# Goal of the exercise
Reproduce the items from the line containing "stripe, I would be grateful." through the end of the items, inclusive, swapping "outline" for "trace" and keeping everything else the same.

[Image boundary annotation data]
-------

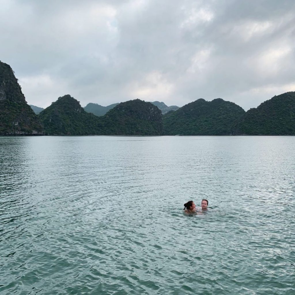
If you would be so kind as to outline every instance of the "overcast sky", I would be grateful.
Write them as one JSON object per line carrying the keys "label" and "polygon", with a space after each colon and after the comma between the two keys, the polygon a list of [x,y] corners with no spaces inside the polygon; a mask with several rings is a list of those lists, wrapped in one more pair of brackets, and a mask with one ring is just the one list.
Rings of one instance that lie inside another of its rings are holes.
{"label": "overcast sky", "polygon": [[245,110],[295,91],[294,0],[0,0],[0,60],[28,104],[202,98]]}

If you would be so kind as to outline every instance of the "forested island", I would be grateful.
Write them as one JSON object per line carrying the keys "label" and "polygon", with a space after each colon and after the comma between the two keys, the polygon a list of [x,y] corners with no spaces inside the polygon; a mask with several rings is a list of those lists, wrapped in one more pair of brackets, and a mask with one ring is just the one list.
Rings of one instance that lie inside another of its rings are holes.
{"label": "forested island", "polygon": [[181,108],[137,99],[83,108],[69,94],[43,109],[27,104],[12,69],[0,62],[0,135],[294,135],[295,92],[247,112],[221,98]]}

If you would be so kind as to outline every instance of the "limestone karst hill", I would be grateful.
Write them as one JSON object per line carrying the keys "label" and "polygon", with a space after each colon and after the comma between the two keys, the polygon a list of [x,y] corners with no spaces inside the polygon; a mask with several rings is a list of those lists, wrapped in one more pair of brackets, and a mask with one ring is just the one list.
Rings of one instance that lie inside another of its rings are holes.
{"label": "limestone karst hill", "polygon": [[41,122],[27,103],[12,69],[0,61],[0,135],[43,133]]}

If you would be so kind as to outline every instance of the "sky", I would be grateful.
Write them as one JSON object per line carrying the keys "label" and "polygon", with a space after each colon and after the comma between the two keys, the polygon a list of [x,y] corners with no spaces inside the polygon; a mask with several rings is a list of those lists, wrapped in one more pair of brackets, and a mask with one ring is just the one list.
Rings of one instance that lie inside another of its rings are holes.
{"label": "sky", "polygon": [[27,103],[220,98],[245,111],[295,91],[294,0],[0,0],[0,60]]}

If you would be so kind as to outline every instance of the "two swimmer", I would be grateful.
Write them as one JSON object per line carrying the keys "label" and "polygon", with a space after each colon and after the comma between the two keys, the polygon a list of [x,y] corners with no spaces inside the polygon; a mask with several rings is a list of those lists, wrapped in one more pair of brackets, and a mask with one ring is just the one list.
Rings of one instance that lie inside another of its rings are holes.
{"label": "two swimmer", "polygon": [[196,205],[193,201],[189,201],[184,204],[184,212],[186,213],[197,213],[198,212],[206,211],[208,206],[208,200],[203,199],[201,202],[201,208],[196,208]]}

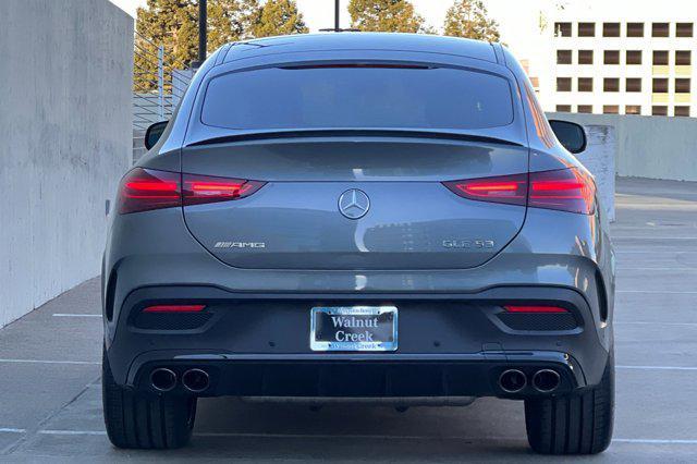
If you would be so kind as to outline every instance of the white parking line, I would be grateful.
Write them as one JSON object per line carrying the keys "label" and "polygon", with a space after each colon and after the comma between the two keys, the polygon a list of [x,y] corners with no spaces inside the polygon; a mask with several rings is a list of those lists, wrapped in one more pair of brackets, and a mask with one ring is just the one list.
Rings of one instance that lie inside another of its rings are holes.
{"label": "white parking line", "polygon": [[620,271],[632,271],[632,270],[640,270],[640,271],[671,271],[671,272],[697,272],[697,268],[681,268],[681,267],[673,267],[673,268],[623,268],[623,267],[619,267],[617,272]]}
{"label": "white parking line", "polygon": [[650,438],[613,438],[612,442],[645,444],[697,444],[697,440],[653,440]]}
{"label": "white parking line", "polygon": [[621,326],[635,325],[635,326],[684,326],[684,327],[697,327],[697,322],[637,322],[637,321],[624,322],[624,321],[621,321],[621,320],[615,320],[613,323],[615,326],[619,323]]}
{"label": "white parking line", "polygon": [[68,314],[68,313],[56,313],[53,317],[99,317],[100,314]]}
{"label": "white parking line", "polygon": [[646,249],[622,249],[622,248],[615,248],[614,251],[617,255],[622,255],[622,254],[632,254],[632,255],[656,255],[658,252],[661,253],[674,253],[674,254],[680,254],[680,255],[687,255],[687,254],[695,254],[697,252],[693,252],[692,249],[675,249],[675,247],[662,247],[661,249],[658,249],[657,246],[652,246],[650,251],[646,251]]}
{"label": "white parking line", "polygon": [[[0,429],[2,430],[2,429]],[[24,431],[24,430],[23,430]],[[40,435],[65,436],[99,436],[107,435],[103,430],[39,430]],[[476,440],[476,441],[525,441],[525,438],[516,437],[460,437],[460,436],[408,436],[408,435],[326,435],[326,434],[244,434],[244,432],[199,432],[195,437],[205,438],[291,438],[291,439],[358,439],[358,440]],[[697,444],[697,440],[671,440],[651,438],[614,438],[613,443],[638,444]]]}
{"label": "white parking line", "polygon": [[614,366],[617,369],[632,370],[697,370],[697,367],[689,366]]}
{"label": "white parking line", "polygon": [[107,435],[103,430],[39,430],[40,435]]}
{"label": "white parking line", "polygon": [[612,239],[625,239],[625,240],[697,240],[697,236],[652,236],[652,235],[612,235]]}
{"label": "white parking line", "polygon": [[697,295],[697,291],[690,290],[616,290],[615,293],[657,293],[665,295]]}
{"label": "white parking line", "polygon": [[14,363],[14,364],[76,364],[76,365],[99,365],[97,361],[49,361],[49,359],[3,359],[0,358],[0,363]]}

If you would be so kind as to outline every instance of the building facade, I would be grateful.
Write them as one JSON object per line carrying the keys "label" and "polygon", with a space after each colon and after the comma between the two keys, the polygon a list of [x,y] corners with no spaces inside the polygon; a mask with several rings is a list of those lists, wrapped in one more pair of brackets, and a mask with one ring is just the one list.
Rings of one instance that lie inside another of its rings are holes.
{"label": "building facade", "polygon": [[671,11],[677,3],[669,1],[650,14],[620,14],[607,3],[540,13],[530,75],[545,110],[697,117],[695,7]]}

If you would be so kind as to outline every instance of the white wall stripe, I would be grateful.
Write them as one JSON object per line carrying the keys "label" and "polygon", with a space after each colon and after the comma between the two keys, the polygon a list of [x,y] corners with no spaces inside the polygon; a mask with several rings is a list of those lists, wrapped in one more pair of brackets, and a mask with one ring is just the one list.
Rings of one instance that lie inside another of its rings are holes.
{"label": "white wall stripe", "polygon": [[697,322],[639,322],[639,321],[629,321],[629,322],[624,322],[621,320],[615,320],[613,322],[615,326],[619,323],[621,326],[628,326],[628,325],[635,325],[635,326],[678,326],[678,327],[697,327]]}
{"label": "white wall stripe", "polygon": [[50,361],[50,359],[7,359],[0,358],[0,363],[14,364],[75,364],[75,365],[99,365],[97,361]]}
{"label": "white wall stripe", "polygon": [[68,314],[68,313],[56,313],[53,317],[99,317],[100,314]]}
{"label": "white wall stripe", "polygon": [[653,294],[663,294],[663,295],[697,295],[697,291],[688,291],[688,290],[615,290],[615,293],[653,293]]}
{"label": "white wall stripe", "polygon": [[632,370],[697,370],[697,367],[689,366],[614,366],[617,369]]}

-------

# In response
If you would be so kind as to trace every instance of the white wall stripe, I would be grateful.
Write them as one JSON object per line carrying the keys "label" and "polygon", with a space after each colon and after the comma between the two keys, the polygon a list of [x,y] corners with no spaces inside the polygon; a mask with several rings is a list of those lists, wrapped in one more pair of brackets, and a mask with one ring is just the one list.
Rings of one instance that lie inside another of its rings are holes.
{"label": "white wall stripe", "polygon": [[697,322],[639,322],[639,321],[629,321],[629,322],[624,322],[621,320],[615,320],[613,322],[615,326],[619,323],[621,326],[628,326],[628,325],[635,325],[635,326],[678,326],[678,327],[697,327]]}
{"label": "white wall stripe", "polygon": [[50,361],[50,359],[7,359],[0,358],[0,363],[14,364],[75,364],[75,365],[99,365],[97,361]]}
{"label": "white wall stripe", "polygon": [[68,314],[68,313],[56,313],[53,317],[99,317],[100,314]]}
{"label": "white wall stripe", "polygon": [[653,294],[663,294],[663,295],[697,295],[697,291],[688,291],[688,290],[615,290],[615,293],[653,293]]}
{"label": "white wall stripe", "polygon": [[632,370],[697,370],[697,367],[689,366],[614,366],[617,369]]}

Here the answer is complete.